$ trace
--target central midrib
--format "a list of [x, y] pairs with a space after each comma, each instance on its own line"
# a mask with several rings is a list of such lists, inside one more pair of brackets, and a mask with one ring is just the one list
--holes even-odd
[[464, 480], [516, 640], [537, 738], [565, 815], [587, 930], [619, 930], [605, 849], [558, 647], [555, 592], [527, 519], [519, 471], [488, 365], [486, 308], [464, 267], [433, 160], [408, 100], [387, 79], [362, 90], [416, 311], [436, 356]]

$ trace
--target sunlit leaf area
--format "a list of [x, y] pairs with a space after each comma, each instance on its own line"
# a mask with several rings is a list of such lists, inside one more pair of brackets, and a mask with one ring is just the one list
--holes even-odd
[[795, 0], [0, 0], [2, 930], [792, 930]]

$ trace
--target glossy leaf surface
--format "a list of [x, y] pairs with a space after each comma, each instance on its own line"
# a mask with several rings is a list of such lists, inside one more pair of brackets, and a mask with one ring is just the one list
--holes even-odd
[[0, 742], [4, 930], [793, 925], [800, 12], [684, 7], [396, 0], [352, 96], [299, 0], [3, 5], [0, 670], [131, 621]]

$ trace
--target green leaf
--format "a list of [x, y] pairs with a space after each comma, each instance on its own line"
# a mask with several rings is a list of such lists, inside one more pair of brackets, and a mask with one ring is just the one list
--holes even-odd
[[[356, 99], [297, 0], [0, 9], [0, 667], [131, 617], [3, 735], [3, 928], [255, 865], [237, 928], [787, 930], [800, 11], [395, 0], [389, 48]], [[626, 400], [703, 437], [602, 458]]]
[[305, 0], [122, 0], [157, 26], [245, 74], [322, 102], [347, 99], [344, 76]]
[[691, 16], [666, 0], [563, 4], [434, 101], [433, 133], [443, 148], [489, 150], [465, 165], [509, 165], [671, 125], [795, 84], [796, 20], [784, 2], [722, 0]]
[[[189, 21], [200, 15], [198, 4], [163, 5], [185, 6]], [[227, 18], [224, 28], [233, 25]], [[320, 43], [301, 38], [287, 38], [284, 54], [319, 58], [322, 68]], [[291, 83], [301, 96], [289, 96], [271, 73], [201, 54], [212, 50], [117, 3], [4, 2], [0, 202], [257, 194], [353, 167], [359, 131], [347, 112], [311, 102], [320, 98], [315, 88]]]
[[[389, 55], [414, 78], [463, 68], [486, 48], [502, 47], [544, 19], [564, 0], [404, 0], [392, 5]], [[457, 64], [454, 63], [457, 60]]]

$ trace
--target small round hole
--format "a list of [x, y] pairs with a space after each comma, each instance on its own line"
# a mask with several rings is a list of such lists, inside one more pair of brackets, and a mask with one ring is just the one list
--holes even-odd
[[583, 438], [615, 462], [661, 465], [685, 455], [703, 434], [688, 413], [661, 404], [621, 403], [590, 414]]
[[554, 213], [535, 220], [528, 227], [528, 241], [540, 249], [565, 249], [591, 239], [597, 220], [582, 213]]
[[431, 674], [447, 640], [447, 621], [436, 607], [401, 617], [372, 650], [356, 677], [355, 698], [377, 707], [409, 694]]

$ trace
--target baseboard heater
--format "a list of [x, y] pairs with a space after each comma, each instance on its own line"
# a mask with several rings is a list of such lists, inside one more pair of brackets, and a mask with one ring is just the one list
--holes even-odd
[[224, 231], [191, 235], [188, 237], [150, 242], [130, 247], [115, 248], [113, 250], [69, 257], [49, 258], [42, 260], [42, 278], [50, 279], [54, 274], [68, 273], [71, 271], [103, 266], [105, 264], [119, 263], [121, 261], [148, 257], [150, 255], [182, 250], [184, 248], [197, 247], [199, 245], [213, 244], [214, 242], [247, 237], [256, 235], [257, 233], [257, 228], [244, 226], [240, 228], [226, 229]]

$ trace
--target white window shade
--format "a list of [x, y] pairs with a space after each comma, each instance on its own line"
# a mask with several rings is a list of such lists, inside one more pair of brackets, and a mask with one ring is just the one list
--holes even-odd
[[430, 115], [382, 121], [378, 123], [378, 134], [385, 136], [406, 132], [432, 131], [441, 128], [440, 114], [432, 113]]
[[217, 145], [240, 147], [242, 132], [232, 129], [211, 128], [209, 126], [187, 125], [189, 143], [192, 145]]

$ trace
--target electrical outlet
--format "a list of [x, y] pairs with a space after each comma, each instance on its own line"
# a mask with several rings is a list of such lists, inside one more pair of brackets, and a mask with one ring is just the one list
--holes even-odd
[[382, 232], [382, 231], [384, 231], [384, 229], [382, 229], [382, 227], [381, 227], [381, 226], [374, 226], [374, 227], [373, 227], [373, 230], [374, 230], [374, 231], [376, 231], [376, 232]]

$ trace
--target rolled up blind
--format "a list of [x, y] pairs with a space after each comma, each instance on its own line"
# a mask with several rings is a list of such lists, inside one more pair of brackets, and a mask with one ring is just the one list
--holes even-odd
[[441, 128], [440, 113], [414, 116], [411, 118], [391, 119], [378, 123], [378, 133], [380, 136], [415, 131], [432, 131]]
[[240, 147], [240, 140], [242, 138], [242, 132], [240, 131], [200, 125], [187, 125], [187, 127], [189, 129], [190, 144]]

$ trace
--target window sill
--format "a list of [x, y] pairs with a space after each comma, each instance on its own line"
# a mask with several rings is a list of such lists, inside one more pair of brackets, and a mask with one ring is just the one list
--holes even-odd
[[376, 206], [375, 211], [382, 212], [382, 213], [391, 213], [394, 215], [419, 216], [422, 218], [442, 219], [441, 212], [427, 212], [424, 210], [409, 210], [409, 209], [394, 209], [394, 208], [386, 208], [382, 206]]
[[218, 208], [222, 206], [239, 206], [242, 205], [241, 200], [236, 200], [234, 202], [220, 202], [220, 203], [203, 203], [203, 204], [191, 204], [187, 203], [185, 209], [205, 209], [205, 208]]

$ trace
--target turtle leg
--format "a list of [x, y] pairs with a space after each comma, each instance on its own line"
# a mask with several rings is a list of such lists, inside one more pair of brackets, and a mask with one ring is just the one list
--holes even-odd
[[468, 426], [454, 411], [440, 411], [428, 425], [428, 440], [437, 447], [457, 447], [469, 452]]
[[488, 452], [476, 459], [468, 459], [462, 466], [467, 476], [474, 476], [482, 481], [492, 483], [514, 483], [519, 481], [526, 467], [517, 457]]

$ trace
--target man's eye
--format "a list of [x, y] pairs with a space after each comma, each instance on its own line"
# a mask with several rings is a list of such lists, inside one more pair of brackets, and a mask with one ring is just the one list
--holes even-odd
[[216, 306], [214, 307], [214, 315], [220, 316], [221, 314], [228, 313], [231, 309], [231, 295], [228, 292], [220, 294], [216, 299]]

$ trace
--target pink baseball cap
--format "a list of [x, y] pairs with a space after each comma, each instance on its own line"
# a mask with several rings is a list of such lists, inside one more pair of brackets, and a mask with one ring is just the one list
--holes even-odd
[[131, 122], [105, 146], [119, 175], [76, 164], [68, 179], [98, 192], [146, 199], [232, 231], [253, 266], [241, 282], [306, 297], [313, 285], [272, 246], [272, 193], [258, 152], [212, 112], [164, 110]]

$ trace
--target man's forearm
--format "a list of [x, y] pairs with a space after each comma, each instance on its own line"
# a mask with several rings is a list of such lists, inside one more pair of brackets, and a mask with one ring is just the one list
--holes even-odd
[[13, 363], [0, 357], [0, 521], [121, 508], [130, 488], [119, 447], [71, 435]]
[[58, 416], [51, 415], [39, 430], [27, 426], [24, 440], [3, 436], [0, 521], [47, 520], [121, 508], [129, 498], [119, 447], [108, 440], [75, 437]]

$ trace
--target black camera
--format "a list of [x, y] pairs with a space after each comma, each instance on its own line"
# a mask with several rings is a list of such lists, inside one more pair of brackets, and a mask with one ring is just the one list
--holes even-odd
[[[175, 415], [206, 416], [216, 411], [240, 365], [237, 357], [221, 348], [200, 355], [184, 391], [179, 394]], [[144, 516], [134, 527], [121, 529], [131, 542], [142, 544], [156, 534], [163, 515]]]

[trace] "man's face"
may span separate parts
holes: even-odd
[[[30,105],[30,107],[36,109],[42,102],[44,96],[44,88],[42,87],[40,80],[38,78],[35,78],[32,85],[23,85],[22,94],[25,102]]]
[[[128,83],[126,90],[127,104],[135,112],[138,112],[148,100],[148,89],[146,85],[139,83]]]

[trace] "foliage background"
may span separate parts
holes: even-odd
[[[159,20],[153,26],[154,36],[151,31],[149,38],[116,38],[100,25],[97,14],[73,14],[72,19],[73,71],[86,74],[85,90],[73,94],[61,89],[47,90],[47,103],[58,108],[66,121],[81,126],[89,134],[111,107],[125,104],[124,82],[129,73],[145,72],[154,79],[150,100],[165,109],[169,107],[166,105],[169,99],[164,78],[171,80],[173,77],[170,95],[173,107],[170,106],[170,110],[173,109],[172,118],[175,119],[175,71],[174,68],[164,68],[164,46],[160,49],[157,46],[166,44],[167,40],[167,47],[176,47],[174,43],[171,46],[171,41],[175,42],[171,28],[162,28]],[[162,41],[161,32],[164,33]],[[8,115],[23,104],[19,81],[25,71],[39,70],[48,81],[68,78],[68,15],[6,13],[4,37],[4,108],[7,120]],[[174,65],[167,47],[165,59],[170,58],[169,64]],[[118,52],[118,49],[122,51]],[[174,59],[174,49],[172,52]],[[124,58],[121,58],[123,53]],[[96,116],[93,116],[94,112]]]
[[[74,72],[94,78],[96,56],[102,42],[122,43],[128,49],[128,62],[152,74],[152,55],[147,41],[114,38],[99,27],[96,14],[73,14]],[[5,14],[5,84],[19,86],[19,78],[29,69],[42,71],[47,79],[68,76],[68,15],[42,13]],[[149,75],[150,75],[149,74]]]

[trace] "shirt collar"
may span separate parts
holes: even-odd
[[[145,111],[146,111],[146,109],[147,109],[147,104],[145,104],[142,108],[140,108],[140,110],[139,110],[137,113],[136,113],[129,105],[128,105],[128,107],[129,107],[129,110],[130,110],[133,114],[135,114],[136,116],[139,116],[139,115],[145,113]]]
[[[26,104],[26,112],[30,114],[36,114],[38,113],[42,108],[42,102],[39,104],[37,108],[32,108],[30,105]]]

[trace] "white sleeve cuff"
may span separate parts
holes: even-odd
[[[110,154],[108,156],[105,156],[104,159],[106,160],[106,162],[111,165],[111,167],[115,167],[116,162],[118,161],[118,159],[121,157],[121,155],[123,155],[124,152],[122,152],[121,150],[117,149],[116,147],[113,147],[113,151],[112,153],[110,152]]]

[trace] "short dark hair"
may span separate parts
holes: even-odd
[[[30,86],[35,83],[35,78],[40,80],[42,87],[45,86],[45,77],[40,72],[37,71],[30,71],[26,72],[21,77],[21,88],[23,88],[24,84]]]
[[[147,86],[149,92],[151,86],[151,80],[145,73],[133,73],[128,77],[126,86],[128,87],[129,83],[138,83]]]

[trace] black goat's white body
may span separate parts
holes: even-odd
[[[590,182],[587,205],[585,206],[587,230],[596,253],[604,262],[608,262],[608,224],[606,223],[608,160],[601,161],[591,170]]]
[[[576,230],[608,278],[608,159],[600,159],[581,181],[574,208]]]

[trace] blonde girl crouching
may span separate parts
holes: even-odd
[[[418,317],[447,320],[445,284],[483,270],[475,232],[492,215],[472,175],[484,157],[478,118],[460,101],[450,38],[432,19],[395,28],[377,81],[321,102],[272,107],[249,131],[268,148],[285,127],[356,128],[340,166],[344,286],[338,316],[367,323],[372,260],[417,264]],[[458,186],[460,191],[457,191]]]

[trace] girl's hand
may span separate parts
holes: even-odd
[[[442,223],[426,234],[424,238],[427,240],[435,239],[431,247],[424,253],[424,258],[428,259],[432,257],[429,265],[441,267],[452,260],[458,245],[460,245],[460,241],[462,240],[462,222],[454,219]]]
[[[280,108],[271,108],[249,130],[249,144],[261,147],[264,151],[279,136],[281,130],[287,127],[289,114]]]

┄┄┄┄┄┄┄┄┄┄

= WORK ORDER =
Write out the records exactly, starting at the first line and stopping after the line that contains "--target sunlit leaf area".

= ANSWER =
$ trace
--target central midrib
--format "a list of [x, y] pairs with a space after each comma, each instance on its own line"
# a mask with several rings is a list of such lists, inside one more pair of brackets, and a mask with one ring is just the one list
--holes even-odd
[[464, 480], [516, 640], [537, 738], [565, 815], [587, 930], [619, 930], [605, 849], [558, 647], [555, 592], [527, 519], [519, 471], [488, 365], [486, 308], [464, 267], [433, 160], [408, 100], [387, 79], [362, 90], [416, 311], [436, 356]]

$ trace
--target sunlit leaf area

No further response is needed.